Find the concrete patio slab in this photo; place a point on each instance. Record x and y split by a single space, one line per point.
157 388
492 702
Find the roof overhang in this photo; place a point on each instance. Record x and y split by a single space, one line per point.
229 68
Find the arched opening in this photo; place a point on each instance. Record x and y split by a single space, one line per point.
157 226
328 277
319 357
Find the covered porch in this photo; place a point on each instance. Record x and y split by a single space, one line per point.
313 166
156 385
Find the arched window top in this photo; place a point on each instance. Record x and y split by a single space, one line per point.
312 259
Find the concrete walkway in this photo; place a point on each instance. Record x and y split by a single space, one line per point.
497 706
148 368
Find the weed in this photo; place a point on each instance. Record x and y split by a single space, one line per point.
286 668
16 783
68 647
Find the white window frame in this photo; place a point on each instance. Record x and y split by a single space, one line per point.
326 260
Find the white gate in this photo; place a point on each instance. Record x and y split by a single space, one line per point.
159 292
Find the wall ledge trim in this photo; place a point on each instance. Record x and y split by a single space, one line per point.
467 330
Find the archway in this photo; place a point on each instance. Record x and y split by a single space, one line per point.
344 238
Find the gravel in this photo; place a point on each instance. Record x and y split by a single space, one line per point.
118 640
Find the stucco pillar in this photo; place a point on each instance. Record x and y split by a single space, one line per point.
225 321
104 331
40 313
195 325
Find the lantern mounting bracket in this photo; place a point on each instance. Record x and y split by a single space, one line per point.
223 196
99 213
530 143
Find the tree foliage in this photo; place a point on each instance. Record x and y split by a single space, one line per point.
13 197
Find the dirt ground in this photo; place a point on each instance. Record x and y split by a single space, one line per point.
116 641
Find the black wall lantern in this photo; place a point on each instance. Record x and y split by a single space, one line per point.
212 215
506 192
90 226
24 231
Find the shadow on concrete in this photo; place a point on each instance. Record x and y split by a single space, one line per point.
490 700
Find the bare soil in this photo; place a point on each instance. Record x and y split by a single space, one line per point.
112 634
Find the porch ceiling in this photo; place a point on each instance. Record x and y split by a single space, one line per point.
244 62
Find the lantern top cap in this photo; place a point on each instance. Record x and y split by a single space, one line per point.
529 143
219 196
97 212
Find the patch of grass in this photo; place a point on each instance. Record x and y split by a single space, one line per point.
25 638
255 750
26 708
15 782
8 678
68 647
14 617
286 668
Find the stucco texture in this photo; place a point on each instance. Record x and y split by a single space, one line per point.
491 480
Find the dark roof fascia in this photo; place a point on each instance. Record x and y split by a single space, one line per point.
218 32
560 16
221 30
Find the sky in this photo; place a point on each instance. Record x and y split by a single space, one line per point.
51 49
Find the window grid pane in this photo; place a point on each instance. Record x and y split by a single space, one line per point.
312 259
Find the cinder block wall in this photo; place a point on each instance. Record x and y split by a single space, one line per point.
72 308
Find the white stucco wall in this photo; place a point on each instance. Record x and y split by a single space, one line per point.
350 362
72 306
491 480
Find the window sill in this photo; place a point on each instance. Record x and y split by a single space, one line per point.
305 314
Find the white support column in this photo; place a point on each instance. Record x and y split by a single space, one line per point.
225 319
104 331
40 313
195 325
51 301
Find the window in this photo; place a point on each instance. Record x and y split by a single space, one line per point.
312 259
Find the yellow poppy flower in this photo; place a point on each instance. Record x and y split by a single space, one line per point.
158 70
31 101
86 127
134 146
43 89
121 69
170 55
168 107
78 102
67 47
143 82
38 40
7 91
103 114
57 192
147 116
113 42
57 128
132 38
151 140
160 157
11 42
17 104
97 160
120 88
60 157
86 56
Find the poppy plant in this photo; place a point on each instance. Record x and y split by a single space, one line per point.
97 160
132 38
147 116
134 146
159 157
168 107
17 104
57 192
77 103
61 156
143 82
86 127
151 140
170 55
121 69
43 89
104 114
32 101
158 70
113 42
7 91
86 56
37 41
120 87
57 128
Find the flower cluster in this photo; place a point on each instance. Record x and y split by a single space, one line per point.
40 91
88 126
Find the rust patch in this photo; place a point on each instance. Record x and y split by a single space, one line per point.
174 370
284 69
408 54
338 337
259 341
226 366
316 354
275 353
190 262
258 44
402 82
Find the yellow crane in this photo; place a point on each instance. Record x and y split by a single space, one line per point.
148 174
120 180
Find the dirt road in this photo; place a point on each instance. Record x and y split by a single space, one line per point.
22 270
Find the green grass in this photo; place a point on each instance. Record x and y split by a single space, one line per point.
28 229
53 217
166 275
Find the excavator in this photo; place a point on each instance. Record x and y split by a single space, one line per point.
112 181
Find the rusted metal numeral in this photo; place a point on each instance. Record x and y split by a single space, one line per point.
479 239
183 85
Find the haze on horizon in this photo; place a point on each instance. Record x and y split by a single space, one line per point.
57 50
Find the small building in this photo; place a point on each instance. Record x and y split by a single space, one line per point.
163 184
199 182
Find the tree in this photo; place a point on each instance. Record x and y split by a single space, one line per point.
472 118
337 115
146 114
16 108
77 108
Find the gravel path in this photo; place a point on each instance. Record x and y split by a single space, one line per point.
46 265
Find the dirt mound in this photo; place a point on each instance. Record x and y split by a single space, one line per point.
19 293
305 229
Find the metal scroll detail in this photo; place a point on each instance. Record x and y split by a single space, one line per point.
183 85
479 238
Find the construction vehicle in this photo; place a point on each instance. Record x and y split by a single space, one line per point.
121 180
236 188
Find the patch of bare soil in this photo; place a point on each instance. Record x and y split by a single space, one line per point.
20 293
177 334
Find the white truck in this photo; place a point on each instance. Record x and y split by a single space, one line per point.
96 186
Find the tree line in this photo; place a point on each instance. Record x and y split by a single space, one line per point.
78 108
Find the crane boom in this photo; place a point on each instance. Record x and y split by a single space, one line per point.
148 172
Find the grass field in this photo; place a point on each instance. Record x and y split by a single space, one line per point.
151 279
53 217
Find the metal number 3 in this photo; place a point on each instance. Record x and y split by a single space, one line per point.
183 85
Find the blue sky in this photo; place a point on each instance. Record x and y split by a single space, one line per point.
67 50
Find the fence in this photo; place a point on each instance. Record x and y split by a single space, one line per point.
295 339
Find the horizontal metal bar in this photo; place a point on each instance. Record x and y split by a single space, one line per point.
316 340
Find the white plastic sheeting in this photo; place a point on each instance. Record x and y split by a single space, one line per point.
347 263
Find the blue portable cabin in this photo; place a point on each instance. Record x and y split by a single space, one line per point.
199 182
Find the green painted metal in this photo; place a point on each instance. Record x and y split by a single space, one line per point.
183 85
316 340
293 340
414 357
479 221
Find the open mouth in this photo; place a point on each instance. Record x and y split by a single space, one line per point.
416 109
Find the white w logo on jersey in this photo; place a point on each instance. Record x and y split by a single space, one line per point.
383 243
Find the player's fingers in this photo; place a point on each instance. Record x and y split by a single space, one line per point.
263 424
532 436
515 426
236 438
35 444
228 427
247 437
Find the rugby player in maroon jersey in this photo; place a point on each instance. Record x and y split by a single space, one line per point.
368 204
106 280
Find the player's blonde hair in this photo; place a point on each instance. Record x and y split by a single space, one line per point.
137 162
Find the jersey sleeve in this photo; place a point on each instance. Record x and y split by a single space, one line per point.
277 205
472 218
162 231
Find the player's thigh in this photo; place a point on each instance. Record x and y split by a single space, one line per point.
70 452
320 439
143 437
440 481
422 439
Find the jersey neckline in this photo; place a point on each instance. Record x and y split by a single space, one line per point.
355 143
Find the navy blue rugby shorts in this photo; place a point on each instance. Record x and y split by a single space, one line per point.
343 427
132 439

+ + + + + + +

● **Task description**: Reproduce the whole listing verbatim.

● **Answer section**:
Find the concrete patio slab in this photo; place a point on each instance. Record x and y split by a single space, one line per point.
157 388
492 702
Find the roof overhang in this photo; place a point on each instance. Record x and y split by a single space, one line per point.
229 68
Find the arched opening in this photo; place a point on each instance. Record x and y split by a single space, one line per point.
157 226
328 277
319 357
Find the covered porch in this photo; place a point on each instance. Record x and y split by a single space, one line per point.
313 166
156 385
Find the arched window top in this photo; place a point on each instance. Record x and y split by a single space, one line per point.
312 259
Find the concrete walkway in this photo; place a point on each instance. Record x and y split by a single space, one line per point.
497 706
148 368
Find the weed in this photo; place a point on each instance. Record x and y split by a single space, one line per point.
286 668
16 783
68 647
Find the white window frame in this photo; place a point on each instance. Record x and y split by a single space, one line per point.
326 260
Find the white gate in this photo; place a point on each instance. Record x and y split by a single space, one line per point.
159 292
Find the wall ledge trim in this photo; place a point on each instance. Record x and y split by a single space, one line per point.
467 330
Find the archway in this photo; place a point on each instance. Record x and y split by a single space, one line per point.
344 238
Find the gravel in this photo; place a point on each instance. Record x and y split by a single space, one line per point.
118 640
Find the stucco pillar in this photo; place a point on each instance. Record x and y split by a single space, one line per point.
225 321
104 331
40 313
195 325
Find the lantern mounting bracket in this photo; place a point on each instance. Record x and y split by a single space, one line per point.
223 196
99 213
530 143
Find the tree foliage in this photo; place a point on each instance. Record x and y split by a single space, one line per point.
13 197
Find the dirt ground in this photo; place a point on each instance. Record x and y split by a single space, one line per point.
116 641
Find the black wall lantern in this photo; place a point on each instance. Record x and y split by a single space, one line per point.
212 215
506 192
90 226
24 231
Find the shadow on concrete in this photo; place a point on each instance. Record x and y split by a single space, one line per point.
490 700
Find the bare soil in this photo; place a point on each instance. Record x and y split by a single space, one line per point.
112 634
Find the porch ceiling in this photo; place a point on each instance. Record x and y split by a single space, one line per point.
244 62
Find the lantern top cap in this photo; place a point on each instance. Record x and y split by a single space, one line per point.
529 143
219 196
97 212
Find the patch of grass in this photo; place a point on each instance. Record x and y split by a single space, one line per point.
25 638
255 750
26 708
15 782
8 678
68 647
14 617
286 668
Find the stucco texture in this photo; place a point on each instance. Record x and y split by a single space, one line per point.
491 480
Find the dark roof fascia in this photo; place a point on each instance. Record x and y split by a single space, one line per point.
218 32
560 16
221 30
Find the sky in this photo; place a point on each instance. Record x and y split by a single space, one line per point.
51 49
Find the window grid pane in this photo; place a point on each instance. Record x and y split by a single space, one line per point.
312 259
Find the cinder block wall in this photo; place a point on each instance. Record x and y split by a single space, one line per point.
72 308
Find the white stucco wall in this photo; place a point on each instance. Record x and y split by a single space, one line per point.
350 362
72 306
491 480
Find the window sill in this photo; place a point on each instance. Record x and y split by a single space, one line per point.
305 314
Find the white support column in this photo; place a point on each instance. Record x and y split by a single space, one line per point.
225 319
104 331
40 313
195 325
51 301
Find the window in this photo; place a point on each instance. Record x and y split by a single space, one line per point.
312 259
Find the yellow poppy flower in this photo; place a point on each instance. Record x and y split by a single space, one line per point.
158 70
31 101
86 127
134 146
43 89
121 69
170 55
168 107
78 102
67 47
143 82
38 40
7 91
103 114
57 192
147 116
113 42
57 128
132 38
151 140
160 157
11 42
17 104
97 160
120 88
60 157
86 56
Find the poppy plant in this photo; place a point on each instance. Record x and y split by a single space, one line per point.
97 160
132 38
147 116
134 146
159 157
168 107
17 104
57 192
77 103
61 156
143 82
86 127
151 140
170 55
121 69
43 89
104 114
32 101
158 70
113 42
7 91
86 56
37 41
120 87
57 128
Find the flower cluster in this photo; place a point on each instance. Record x and y split by a single space, one line per point.
40 91
88 126
Find the rust patch in this photo; place a point on each instance. Record x and y split by a single space, one line per point.
174 370
284 69
408 54
338 337
259 341
226 366
316 354
275 353
190 262
258 44
402 82
Find the yellow crane in this photo; place a point on each instance. Record x and y split by a single space, one line per point.
148 174
120 180
Find the dirt road in this photo; place a point on each instance. Record x and y split by a single space, one line per point.
22 270
Find the green grass in this photo; place a point on each instance. Record x and y split by a single space, one line per point.
28 229
53 217
166 275
Find the excavator in this photo; place a point on each instance. Record x and y split by a single space, one line per point.
112 181
Find the rusted metal numeral in this photo; place a point on each instance. Record x and y split by a single space, one line per point.
479 239
183 85
Find the haze on horizon in this photo; place a point on each instance. Record x and y split by a single space, one line per point.
57 50
Find the small building in this photo; place a point on each instance. Record x and y split by a single space, one line per point.
163 184
199 182
Find the tree in this photo; place a point on each instance. Record x and y split by a single space, one line per point.
472 118
337 115
146 114
16 108
77 108
Find the gravel path in this photo; place a point on each instance. Record x and y split by a single space, one line per point.
46 265
Find the dirt mound in this photo; place a point on each instance. Record x and y split by a single space, one line per point.
19 293
305 229
Find the metal scroll detail in this photo; place a point on each instance. Record x and y split by a single space, one line per point.
183 85
479 238
Find the construction vehicle in this photo; place a point on each instance. Record x and y split by a single space, one line per point.
121 180
236 188
Find the patch of bare soil in this photo; place a point on each instance. Record x and y split by a single space, one line per point.
20 293
177 334
Find the white truck in this photo; place a point on each instance. Record x and y split by a single space, one line per point.
96 186
Find the tree line in this photo; place a point on each instance. Record x and y split by a single space, one line per point.
78 108
Find the crane boom in this photo; place a point on each instance. Record x and y split by a single space, one line per point.
148 172
Find the grass field in this photo; place a point on each instance. Record x and y split by a single space, one line per point.
151 279
53 217
Find the metal number 3 in this photo; place a point on each instance. Record x and y split by a single space, one line per point.
183 85
Find the blue sky in this photo; place a point on each instance. Record x and y split by a single space, one line per point.
67 50
Find the fence in this photo; place a point on each instance. Record x and y split by a single space, one line per point.
295 339
Find the horizontal metal bar in this photo; place a point on each instance. Record x and y split by a single space, one line per point.
316 340
Find the white plastic sheeting in this photo; place a point on each instance. Record x and y split by a single space, one line per point.
347 263
Find the blue portable cabin in this photo; place a point on each instance. Record x and y split by a single space, one line per point.
199 182
Find the green painted metal in this photo; place a point on each instance. Record x and y split by a single space, one line per point.
183 85
316 340
293 340
414 357
479 221
Find the open mouth in this photo; place a point on each instance. Record x and y split by a single space, one line per point.
416 109
Find the white w logo on jersey in this photo; place a point on each instance. Record x and y split by a single space, one line per point.
383 243
Find the player's fingers in this photo; place a point on each instance. Record x and y split by a single space, one line per point.
263 424
532 436
515 426
236 438
35 444
228 427
247 437
Find the rugby player in maroon jersey in this photo; place a point on each instance. Record x and y split by a single space, one line per point.
368 204
106 280
Find the player's blonde hair in this photo; place a point on each instance. Record x and y split by a single space, one line per point.
137 162
Find the jersey sleeve in this photo; place a point on each instance. Record x and y split by a single space, one line per point.
277 205
472 218
162 231
Find the player's thigh in this photo; place a point on each instance. Record x and y split by a single space, one line per point.
70 452
320 439
143 437
440 481
422 439
Find the jersey neckline in this photo; place a point on each instance. Record x and y split by a single space, one line per point.
355 143
Find the navy blue rugby shorts in this photo; place a point on each instance. Record x and y split by a single space, one line per point.
343 427
132 439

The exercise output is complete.